━━━ Data listing

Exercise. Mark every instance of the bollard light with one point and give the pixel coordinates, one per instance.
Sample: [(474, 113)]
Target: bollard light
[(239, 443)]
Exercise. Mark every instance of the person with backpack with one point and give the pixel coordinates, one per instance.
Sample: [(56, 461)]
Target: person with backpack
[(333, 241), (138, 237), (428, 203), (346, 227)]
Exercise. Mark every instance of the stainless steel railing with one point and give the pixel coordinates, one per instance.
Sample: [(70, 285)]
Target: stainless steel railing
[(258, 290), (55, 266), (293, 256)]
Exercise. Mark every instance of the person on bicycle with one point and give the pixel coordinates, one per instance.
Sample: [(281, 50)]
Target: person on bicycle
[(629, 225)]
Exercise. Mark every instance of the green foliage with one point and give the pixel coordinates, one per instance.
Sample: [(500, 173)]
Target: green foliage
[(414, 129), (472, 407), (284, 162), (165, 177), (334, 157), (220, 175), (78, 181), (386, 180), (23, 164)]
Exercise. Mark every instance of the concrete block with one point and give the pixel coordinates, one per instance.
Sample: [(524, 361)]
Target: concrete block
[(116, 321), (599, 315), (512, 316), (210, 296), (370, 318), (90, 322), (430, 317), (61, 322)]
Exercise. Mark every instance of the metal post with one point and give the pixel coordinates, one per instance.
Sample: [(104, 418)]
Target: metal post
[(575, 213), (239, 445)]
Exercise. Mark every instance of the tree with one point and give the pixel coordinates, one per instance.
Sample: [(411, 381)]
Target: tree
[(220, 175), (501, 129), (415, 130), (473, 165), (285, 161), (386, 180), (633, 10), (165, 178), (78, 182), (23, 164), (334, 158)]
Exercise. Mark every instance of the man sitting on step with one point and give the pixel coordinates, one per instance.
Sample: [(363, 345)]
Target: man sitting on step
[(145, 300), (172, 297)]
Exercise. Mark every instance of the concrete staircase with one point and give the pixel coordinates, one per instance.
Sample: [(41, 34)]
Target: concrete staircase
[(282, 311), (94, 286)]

━━━━━━

Exercise instructions :: From the records above, return each line that includes "Sample".

Exercise solution ::
Sample: [(474, 113)]
Sample: [(56, 461)]
Sample: [(70, 285)]
Sample: [(281, 50)]
Sample: [(500, 173)]
Sample: [(524, 361)]
Sample: [(104, 418)]
Sample: [(411, 381)]
Sample: [(363, 345)]
Sample: [(41, 34)]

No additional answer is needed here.